**Instruction A**
Using the Bible study notes, decide whether each statement agrees with the text, giving yes or no and quoting the words that settle it: (i) the notes present Matthew 18:18 as the first time Jesus spoke these words; (ii) the notes report that Jewish tradition limited forgiveness of a penitent to three times; (iii) the notes hold that the Father will always answer a prayer when two Christians ask for the same thing.
**Instruction B**
According to the Bible study notes, why was heavenly authority given to the apostles? Answer in one to three sentences.

**Passage provided**
** BEGIN **

Bible Study, February 15, 2009
Starting Point: Matthew 18:18
Vs 18 – This verse follows in the context of what Jesus has said about how the church is to deal with sin and offenses among the brothers. Notice: Everything in this passage is about mercy and forgiveness, not hatred or animosity. Many have interpreted this verse to be about spiritual warfare, but when viewed in context it is clear that Jesus isn’t talking about demons or spirits: He is talking about how we interact with human beings. Speaking in judicial or disciplinary terms He is saying, “Whatever decision you make on earth will be affirmed in heaven.”
– This is the second time Jesus uttered these words (the first was to Peter in 16:9), and this time He extends the authority to all of His disciples. Heavenly authority was given to the apostles because they were the ones who were to chosen to grapple with doctrines, conflicts, false teachings, issues surrounding how a Christian (Jewish or not) should live — in effect, what people were “bound to” or what they were “loosed from.”
– Q: Do we have to figure things like that out today? In what ways?
– Deuteronomy 17:1-7. In the OT, the victims or witnesses of wrongdoing were the ones who took the first action to punish sin. The purpose of two or three witnesses in the NT is not to throw a stone, but to extend the truth and mercy of God so that healing and repentance may come.
Vs 19-20 – While on the subject of authority, Jesus also relates it to prayer and fellowship in the community of believers.
– Re: vs 19 – Is Jesus saying you have to pray with someone else to receive what you ask? Re: vs 20 – Is He saying that He’s not with us when we’re alone?
– A: No. He is talking about a community (two being required for Christian fellowship) making decisions about relationships.
– Mt. 6:6. “But you, when you pray, go into your inner room, close your door and pray to your Father who is in secret, and your Father who sees what is done in secret will reward you.”
– Q: Will the Father always answer a prayer if two Christians ask for the same thing?
– No. James 4:3. You ask and do not receive, because you ask with wrong motives, so that you may spend it on your pleasures.
In this business of restoring relationships, in praying the will of the Father, and in fellowship with one another, you have the blessing, approval, authority, and very certain presence of Jesus. And our motive in these things is as a servant, coming alongside to help someone who is going astray.
Vs 21 – After Jesus had spoken to His disciples about prayer (in the SOTM), He said this: Mt 6:14, 15. For if you forgive others for their transgressions, your heavenly Father will also forgive you. But if you do not forgive others, then your Father will not forgive your transgressions.
– Peter has listened carefully to Jesus’ words about seeking reconciliation with those who have injured us. Jewish tradition said a person should forgive a penitent who confessed his wrongdoing, but only three times. Peter is perhaps thinking he’s being overly generous, but he wants to know where the bounds of forgiveness lie.

** END **

**Data rows**
** BEGIN **

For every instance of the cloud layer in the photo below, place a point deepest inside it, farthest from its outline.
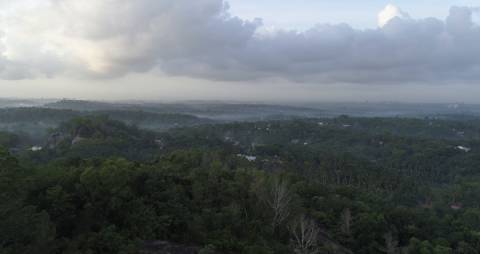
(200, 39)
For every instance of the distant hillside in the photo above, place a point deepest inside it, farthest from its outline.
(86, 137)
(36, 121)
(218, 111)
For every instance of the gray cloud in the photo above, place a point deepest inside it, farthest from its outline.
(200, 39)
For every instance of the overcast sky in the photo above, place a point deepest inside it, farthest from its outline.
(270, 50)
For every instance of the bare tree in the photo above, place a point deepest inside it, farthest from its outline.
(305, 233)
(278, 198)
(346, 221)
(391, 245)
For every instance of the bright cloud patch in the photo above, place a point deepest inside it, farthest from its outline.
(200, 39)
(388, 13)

** END **
** BEGIN **

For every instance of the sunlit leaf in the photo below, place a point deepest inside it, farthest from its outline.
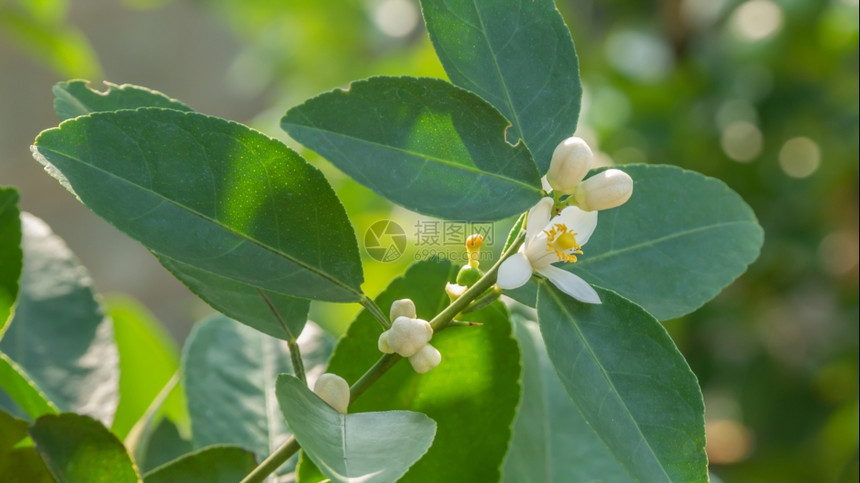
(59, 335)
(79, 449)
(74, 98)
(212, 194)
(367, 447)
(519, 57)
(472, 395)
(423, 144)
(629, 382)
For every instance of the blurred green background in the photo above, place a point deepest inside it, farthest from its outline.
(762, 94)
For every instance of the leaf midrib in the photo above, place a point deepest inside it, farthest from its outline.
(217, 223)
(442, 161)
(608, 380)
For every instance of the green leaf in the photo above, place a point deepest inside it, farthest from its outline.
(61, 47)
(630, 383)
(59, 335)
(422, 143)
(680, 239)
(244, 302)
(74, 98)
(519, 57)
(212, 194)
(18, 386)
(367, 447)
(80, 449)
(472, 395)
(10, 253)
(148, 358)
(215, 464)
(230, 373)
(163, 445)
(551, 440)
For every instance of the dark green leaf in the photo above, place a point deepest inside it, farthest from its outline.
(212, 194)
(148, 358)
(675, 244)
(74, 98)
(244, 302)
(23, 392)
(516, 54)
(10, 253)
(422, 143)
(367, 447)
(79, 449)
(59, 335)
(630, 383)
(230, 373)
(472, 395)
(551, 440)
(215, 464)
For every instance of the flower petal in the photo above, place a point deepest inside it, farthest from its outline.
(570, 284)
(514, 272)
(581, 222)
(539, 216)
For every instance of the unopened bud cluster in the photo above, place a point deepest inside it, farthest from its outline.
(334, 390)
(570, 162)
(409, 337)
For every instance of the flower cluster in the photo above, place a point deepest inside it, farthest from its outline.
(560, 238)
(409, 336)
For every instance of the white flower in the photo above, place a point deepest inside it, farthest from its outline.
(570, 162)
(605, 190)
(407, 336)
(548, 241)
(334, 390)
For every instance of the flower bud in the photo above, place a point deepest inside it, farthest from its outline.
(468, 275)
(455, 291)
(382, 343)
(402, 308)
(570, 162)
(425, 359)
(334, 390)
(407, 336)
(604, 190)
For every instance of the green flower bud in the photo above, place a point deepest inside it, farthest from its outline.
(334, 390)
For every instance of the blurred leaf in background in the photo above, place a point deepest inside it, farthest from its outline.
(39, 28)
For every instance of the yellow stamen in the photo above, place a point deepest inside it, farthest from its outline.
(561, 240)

** END **
** BEGIN **

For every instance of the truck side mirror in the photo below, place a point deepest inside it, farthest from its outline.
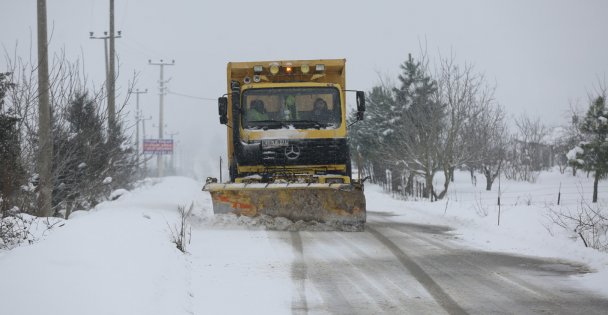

** END **

**Exercise answer A**
(i) No: "This is the second time Jesus uttered these words"
(ii) Yes: "Jewish tradition said a person should forgive a penitent who confessed his wrongdoing, but only three times."
(iii) No: "No. James 4:3. You ask and do not receive, because you ask with wrong motives"

**Exercise answer B**
Heavenly authority was given to the apostles because they had been chosen to grapple with doctrines, conflicts, false teachings, and questions about how a Christian, Jewish or not, should live. In effect, they were to decide what people were "bound to" or "loosed from."